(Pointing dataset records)
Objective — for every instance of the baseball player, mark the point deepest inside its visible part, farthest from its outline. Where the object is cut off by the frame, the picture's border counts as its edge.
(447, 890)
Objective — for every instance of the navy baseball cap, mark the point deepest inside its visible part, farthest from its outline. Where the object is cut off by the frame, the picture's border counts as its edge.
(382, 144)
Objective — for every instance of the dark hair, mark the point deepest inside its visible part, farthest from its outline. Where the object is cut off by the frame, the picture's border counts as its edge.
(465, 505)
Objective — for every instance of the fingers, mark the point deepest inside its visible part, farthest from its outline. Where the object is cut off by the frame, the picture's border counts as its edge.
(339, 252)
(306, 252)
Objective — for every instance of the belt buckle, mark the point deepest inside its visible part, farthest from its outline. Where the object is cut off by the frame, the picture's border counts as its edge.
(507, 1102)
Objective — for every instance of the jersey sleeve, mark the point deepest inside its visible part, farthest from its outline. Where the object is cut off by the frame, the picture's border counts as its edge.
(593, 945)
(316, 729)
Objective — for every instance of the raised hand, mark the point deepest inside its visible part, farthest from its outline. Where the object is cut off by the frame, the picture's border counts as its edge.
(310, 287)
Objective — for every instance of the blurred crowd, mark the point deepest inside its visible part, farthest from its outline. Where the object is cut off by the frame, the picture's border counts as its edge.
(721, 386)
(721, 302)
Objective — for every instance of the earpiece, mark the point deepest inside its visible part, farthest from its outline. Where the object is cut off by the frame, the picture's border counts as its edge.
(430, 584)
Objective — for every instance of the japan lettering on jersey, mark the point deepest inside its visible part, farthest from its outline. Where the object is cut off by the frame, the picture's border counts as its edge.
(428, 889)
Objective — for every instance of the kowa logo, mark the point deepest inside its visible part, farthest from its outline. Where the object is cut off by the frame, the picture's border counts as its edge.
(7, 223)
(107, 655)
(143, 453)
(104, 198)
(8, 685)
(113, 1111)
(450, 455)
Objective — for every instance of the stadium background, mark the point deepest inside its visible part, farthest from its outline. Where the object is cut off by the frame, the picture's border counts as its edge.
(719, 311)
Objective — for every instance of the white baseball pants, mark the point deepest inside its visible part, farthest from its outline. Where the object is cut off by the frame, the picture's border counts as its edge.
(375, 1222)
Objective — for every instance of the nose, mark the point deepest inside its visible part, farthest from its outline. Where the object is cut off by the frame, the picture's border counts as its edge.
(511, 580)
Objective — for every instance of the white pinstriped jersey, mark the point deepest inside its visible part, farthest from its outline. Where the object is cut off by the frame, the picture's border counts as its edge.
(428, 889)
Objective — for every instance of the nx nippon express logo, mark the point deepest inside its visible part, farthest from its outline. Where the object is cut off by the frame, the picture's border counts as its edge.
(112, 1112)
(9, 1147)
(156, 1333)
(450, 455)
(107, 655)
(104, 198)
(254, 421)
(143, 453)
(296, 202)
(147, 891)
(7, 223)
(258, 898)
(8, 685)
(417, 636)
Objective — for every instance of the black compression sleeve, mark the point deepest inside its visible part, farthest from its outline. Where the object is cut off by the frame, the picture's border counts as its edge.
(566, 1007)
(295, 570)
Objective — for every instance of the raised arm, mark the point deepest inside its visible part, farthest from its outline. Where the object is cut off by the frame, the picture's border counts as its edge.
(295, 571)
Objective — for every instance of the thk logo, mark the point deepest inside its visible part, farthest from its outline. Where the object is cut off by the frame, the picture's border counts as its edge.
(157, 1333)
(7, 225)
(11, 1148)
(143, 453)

==

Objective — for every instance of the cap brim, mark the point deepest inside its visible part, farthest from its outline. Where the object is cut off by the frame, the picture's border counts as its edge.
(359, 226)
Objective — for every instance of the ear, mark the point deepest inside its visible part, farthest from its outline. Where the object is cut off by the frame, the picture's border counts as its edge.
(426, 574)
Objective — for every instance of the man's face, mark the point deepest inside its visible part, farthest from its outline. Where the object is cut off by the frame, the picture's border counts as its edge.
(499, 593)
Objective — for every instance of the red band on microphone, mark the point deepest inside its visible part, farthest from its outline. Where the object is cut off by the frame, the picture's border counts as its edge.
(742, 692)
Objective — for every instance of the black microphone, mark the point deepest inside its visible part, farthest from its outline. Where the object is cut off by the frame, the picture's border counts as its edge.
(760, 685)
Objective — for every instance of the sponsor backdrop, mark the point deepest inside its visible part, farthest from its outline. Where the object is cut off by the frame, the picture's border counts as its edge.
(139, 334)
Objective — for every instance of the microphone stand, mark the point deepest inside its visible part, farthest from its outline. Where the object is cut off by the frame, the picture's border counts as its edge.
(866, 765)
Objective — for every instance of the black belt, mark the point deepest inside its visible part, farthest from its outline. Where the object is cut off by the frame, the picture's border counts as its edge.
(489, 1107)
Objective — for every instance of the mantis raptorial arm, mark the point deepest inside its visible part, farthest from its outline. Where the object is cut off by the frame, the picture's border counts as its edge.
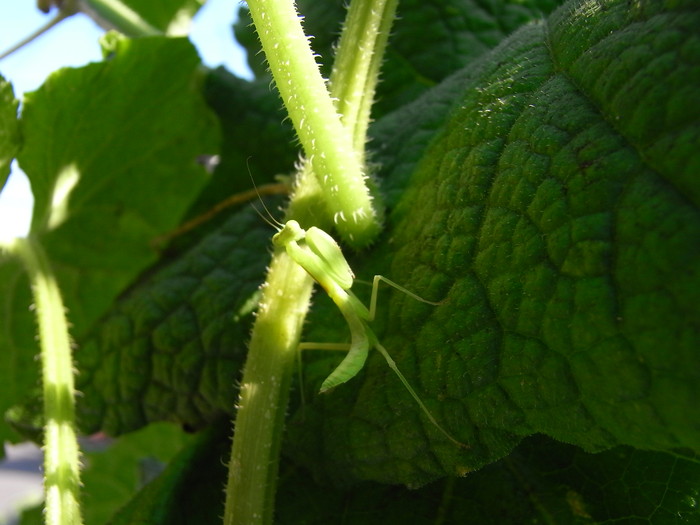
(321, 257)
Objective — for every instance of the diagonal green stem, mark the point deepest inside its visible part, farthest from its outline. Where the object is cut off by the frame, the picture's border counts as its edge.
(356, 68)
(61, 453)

==

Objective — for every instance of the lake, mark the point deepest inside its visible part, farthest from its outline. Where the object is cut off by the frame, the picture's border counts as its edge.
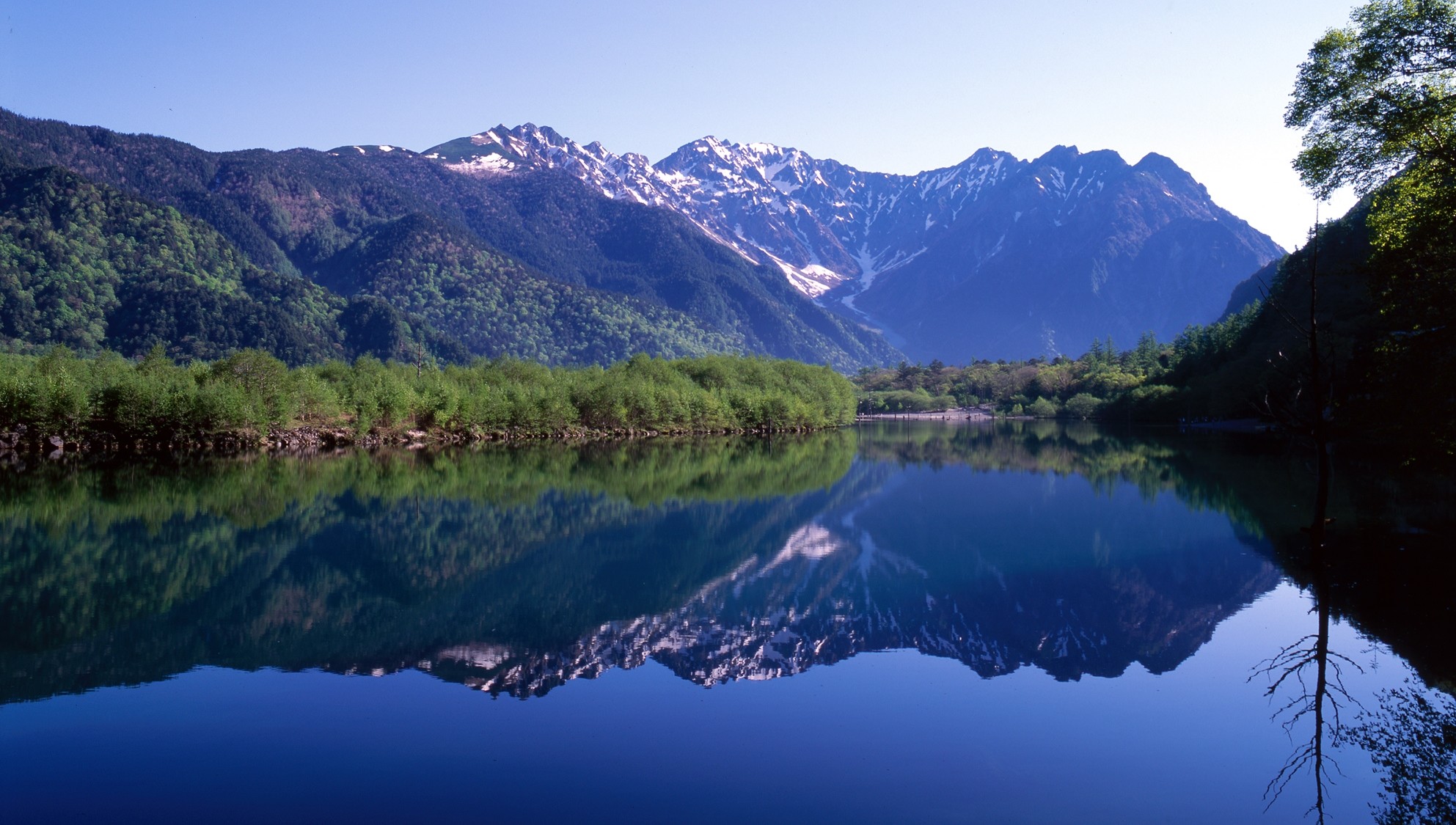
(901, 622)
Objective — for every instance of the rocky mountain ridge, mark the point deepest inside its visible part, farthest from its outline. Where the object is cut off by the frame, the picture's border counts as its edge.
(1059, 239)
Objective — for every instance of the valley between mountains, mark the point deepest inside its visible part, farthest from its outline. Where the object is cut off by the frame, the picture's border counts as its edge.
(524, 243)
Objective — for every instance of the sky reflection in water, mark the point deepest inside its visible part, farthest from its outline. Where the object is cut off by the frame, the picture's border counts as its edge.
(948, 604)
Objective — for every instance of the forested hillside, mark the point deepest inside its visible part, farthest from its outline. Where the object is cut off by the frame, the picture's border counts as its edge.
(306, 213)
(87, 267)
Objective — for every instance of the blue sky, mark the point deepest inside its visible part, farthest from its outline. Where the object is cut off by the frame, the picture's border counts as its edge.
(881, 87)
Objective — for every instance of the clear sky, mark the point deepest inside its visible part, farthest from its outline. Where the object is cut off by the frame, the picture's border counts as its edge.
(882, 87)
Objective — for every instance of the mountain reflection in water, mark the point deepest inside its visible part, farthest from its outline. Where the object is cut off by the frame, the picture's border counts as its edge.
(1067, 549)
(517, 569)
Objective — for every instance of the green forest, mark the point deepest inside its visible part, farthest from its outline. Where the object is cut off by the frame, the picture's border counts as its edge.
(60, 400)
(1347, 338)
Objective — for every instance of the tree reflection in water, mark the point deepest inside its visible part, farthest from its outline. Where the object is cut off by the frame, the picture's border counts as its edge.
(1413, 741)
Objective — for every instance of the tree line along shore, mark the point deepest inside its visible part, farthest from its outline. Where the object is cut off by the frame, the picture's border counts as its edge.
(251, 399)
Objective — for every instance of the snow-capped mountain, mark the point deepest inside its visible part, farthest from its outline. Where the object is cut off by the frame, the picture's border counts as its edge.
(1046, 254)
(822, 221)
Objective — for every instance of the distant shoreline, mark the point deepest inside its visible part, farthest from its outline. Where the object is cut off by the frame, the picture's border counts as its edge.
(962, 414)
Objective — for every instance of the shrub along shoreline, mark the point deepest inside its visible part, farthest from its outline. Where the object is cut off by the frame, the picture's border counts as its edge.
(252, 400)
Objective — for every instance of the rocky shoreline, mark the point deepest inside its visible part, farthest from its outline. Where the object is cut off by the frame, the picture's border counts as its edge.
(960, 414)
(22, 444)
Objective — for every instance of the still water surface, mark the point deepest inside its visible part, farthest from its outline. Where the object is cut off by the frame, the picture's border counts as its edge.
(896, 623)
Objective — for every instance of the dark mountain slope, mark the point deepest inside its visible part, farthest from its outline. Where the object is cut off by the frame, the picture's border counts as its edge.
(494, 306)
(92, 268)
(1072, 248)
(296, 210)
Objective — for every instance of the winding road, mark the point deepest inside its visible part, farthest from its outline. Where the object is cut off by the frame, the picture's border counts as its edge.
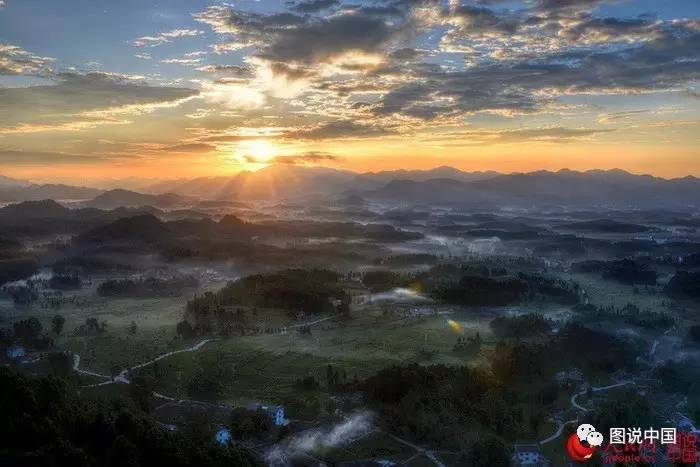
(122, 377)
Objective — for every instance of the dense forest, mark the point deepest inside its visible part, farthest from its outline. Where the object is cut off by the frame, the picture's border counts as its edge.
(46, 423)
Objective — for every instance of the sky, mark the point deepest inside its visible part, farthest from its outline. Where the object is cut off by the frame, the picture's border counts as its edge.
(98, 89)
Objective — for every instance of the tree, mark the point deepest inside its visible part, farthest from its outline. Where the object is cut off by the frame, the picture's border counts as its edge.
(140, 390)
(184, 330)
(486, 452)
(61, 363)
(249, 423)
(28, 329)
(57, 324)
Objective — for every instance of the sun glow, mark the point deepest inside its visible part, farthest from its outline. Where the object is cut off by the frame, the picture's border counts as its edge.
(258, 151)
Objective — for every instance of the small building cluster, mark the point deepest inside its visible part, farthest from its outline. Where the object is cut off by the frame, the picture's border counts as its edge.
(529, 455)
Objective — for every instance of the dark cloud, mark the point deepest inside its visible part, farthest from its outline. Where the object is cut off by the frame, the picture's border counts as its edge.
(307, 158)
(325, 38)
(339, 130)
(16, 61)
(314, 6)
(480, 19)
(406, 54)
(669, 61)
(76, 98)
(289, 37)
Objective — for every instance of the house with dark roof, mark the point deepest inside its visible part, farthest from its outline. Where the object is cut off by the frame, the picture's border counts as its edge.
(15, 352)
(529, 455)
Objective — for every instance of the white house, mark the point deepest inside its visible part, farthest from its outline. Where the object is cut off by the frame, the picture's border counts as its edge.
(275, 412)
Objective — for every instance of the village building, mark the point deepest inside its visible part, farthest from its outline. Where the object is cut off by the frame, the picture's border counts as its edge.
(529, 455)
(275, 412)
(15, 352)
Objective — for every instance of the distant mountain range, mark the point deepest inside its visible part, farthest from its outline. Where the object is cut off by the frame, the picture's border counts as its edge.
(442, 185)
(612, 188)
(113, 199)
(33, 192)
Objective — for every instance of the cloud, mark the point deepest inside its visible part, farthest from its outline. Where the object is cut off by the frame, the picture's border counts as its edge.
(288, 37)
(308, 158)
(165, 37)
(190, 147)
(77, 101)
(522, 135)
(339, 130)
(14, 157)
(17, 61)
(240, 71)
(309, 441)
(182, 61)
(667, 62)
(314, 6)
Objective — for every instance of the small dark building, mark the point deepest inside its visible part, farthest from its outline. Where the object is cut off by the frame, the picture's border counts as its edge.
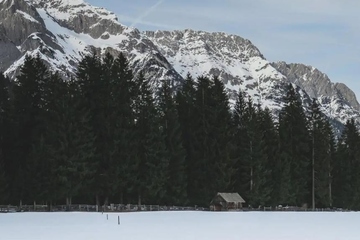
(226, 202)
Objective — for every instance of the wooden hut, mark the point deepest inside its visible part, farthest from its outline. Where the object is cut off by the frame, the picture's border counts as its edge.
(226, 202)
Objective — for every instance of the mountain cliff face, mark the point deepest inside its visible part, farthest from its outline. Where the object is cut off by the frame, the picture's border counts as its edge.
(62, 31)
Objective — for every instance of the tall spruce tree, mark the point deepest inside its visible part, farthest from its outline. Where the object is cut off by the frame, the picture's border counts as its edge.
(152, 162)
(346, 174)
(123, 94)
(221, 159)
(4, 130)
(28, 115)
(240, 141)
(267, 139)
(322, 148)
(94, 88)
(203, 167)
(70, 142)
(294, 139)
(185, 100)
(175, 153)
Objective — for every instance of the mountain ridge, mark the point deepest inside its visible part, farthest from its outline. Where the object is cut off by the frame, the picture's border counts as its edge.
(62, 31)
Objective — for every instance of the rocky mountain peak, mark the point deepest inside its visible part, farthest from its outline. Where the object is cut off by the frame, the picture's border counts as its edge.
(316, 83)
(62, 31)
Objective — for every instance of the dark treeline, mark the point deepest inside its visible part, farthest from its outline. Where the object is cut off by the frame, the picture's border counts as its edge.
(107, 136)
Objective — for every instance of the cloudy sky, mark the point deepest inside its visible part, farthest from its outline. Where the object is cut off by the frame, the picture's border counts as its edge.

-- WHAT YOU NEED TO DO --
Return, word for word, the lines of the material from the line containing "Objective — for every instance of the mountain ridge, mark" through the line containing "Objective — for every instance of the cloudy", including both of those lines.

-- TASK SOLUTION --
Objective — for every instance of the mountain ridge, mark the point deepest inside its visible part, farthest from its outline. Where the object is cut off by the frame, the picture's border counts as its edge.
(62, 31)
Objective — for every instance of the rocky mountain peak, mark the point deepest inside its visible part, farthest from its outline. Where the object is cut off by the frame, the picture's border counts as its edge.
(316, 83)
(62, 31)
Objective — for every instance of the dark treeline, mark the point deepest inside its visible part, farthest from its outline. Where the object is cut off by the frame, the picture's border counts as its edge.
(107, 136)
Objective — for every instance of the cloudy sky, mark the point deepest inside its visible part, farthest from its outline. Where the object is cut off by the frame, the picture's border counts as its edge.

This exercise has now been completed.